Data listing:
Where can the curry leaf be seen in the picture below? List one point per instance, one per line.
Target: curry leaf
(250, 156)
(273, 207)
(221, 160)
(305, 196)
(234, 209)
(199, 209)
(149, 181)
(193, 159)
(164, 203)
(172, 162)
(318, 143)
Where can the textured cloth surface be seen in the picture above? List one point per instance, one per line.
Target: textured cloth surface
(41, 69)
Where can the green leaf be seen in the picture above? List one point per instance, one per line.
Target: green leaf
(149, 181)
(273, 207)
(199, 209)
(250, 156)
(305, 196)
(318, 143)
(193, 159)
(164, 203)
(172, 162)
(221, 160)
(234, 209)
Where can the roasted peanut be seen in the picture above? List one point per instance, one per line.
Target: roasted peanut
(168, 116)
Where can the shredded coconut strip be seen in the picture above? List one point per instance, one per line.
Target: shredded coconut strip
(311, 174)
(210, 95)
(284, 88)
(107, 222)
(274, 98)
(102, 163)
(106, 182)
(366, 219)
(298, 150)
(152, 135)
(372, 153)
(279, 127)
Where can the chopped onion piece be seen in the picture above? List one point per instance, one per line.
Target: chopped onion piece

What the exercise asks |
Reproduce the items above in full, swapping every "Target" for "Object" and changing nothing else.

Result |
Where can the curry leaf be seen in the picture below? List one point per instance, one per line.
Object: curry leaf
(250, 156)
(273, 207)
(221, 160)
(305, 196)
(234, 209)
(199, 209)
(149, 181)
(193, 159)
(164, 203)
(172, 162)
(318, 143)
Where can the textured cloth surface be seen in the picture above? List one point per instance, one per line.
Object: textured cloth surface
(41, 69)
Where can the green leaf be seen in the picture above? List one point per instance, one per line.
Object: green leaf
(149, 181)
(273, 207)
(199, 209)
(250, 156)
(305, 196)
(318, 143)
(193, 159)
(164, 203)
(172, 162)
(221, 160)
(234, 209)
Where can the roasted peanut be seen in the picture above? List one point per instance, one per line.
Object: roasted peanut
(168, 116)
Where can the shredded coconut strip be seen in the picture above? List one point per instance, one per line.
Object: shredded coconut strip
(311, 174)
(210, 95)
(284, 88)
(107, 222)
(274, 98)
(102, 163)
(106, 182)
(366, 219)
(298, 150)
(152, 135)
(372, 153)
(279, 127)
Where can the chopped onion piece be seen in the picture above? List one point per instance, one per line.
Object: chopped onion piece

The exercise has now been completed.